AIM >>
Set out the lines of the entries as a JSON list of strings, one string per line with blank lines omitted, starting with the line that contains "# test: locate the horse chest" and going on through the end of the entries, and include no other lines.

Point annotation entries
** begin **

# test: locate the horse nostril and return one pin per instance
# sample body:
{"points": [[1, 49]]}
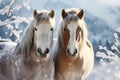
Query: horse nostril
{"points": [[39, 50], [68, 51], [46, 50], [75, 51]]}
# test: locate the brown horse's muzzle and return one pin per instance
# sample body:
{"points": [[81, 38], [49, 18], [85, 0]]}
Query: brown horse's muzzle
{"points": [[43, 54], [72, 54]]}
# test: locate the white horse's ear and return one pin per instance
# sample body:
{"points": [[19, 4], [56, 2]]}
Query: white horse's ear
{"points": [[52, 14], [34, 13], [81, 14], [64, 14]]}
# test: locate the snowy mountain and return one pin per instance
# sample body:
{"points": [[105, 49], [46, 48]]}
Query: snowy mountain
{"points": [[101, 16]]}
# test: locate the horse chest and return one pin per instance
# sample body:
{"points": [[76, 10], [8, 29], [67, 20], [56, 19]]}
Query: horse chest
{"points": [[66, 70]]}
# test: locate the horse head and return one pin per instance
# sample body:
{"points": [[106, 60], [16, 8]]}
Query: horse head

** end **

RESPONSE >>
[
  "# test: locate the horse chest and return one pin per instance",
  "# sample body:",
  "{\"points\": [[76, 10], [8, 29], [67, 20], [56, 19]]}",
  "Query: horse chest",
  "{\"points\": [[66, 70]]}",
  "# test: locate the horse head and return one pin per instance",
  "# sample body:",
  "{\"points\": [[106, 60], [16, 8]]}",
  "Query: horse head"
]